Entries supplied:
——
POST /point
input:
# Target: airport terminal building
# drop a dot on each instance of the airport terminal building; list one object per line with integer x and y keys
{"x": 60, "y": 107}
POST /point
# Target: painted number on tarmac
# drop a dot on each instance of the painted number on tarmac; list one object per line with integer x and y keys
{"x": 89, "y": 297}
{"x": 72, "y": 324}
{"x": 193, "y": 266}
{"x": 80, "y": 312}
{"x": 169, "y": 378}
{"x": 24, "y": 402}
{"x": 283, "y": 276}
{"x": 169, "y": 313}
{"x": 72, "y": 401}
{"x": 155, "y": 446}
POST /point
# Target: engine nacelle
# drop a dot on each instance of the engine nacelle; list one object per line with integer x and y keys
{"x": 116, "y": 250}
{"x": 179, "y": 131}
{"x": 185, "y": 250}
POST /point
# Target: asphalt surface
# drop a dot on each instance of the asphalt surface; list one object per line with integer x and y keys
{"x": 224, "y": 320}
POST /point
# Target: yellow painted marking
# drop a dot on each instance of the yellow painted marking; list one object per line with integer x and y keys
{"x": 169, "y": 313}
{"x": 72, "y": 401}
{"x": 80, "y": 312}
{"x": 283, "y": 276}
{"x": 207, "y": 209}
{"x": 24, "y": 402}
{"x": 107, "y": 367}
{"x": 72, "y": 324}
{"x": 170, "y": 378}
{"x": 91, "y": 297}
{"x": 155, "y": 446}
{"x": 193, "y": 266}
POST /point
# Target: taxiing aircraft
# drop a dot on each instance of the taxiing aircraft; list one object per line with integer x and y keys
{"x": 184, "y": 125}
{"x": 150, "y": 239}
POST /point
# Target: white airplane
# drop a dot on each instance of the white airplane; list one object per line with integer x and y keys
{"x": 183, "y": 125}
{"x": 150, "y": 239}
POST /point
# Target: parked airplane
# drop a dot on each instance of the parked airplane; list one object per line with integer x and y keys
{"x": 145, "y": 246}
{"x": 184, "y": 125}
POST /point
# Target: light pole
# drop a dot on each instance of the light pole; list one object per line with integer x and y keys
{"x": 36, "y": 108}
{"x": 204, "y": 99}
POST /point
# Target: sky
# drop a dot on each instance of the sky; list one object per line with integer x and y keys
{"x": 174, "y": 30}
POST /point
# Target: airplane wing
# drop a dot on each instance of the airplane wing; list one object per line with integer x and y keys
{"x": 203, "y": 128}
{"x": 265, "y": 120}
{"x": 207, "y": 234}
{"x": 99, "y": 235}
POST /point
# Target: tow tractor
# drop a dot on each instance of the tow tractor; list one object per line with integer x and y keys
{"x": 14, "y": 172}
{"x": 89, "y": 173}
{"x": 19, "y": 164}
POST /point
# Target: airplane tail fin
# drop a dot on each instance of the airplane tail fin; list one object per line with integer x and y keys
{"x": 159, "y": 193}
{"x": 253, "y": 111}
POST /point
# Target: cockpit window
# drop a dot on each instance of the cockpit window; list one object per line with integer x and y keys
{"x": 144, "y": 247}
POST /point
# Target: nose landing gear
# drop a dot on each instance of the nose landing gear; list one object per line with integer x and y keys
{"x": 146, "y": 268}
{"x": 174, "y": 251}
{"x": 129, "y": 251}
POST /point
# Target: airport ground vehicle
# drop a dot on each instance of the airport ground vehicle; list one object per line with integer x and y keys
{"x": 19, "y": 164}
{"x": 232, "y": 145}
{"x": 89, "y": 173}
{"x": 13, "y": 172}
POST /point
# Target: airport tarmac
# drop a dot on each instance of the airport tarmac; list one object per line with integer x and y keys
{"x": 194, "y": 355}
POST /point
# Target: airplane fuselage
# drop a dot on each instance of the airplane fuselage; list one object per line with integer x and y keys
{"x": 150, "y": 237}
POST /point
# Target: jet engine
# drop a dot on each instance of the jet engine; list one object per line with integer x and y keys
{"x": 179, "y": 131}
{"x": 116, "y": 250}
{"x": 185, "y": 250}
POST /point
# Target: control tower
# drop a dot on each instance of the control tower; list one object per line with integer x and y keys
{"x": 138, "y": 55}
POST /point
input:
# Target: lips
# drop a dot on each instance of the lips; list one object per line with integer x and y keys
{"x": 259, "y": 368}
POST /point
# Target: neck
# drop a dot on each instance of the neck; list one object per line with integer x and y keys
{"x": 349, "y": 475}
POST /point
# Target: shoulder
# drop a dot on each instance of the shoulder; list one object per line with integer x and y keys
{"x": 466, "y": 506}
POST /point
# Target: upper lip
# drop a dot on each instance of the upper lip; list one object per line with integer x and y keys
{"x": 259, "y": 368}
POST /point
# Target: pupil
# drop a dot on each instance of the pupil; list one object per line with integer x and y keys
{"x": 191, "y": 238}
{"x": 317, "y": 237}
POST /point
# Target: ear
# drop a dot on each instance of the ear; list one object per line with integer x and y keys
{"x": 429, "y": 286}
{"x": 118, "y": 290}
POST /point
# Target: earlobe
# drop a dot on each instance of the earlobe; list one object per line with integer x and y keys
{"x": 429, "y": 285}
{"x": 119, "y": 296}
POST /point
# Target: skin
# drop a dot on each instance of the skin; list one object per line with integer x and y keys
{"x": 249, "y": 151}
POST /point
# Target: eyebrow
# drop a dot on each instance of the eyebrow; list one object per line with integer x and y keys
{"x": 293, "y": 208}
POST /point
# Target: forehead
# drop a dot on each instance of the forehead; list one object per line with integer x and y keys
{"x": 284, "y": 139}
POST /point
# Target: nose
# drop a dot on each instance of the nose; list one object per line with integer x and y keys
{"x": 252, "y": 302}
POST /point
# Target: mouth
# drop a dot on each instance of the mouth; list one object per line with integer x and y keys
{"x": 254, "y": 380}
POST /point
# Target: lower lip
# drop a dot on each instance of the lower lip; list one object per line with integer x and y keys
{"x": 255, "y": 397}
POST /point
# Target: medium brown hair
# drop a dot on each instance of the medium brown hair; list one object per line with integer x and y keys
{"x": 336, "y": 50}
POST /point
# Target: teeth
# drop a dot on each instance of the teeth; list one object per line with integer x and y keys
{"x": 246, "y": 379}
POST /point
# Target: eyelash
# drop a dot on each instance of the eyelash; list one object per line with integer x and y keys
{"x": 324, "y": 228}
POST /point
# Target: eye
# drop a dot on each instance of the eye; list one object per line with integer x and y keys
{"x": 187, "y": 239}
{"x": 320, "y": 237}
——
Problem to solve:
Nothing should appear in the answer except the lines above from the line with "# Target: white airplane" through the line with "# Target: parked airplane", both included, written out exactly.

Output of the task:
# Target: white airplane
# drop a dot on each instance of the white airplane; list one object per line with integer x and y keys
{"x": 183, "y": 125}
{"x": 150, "y": 239}
POST /point
# Target: parked airplane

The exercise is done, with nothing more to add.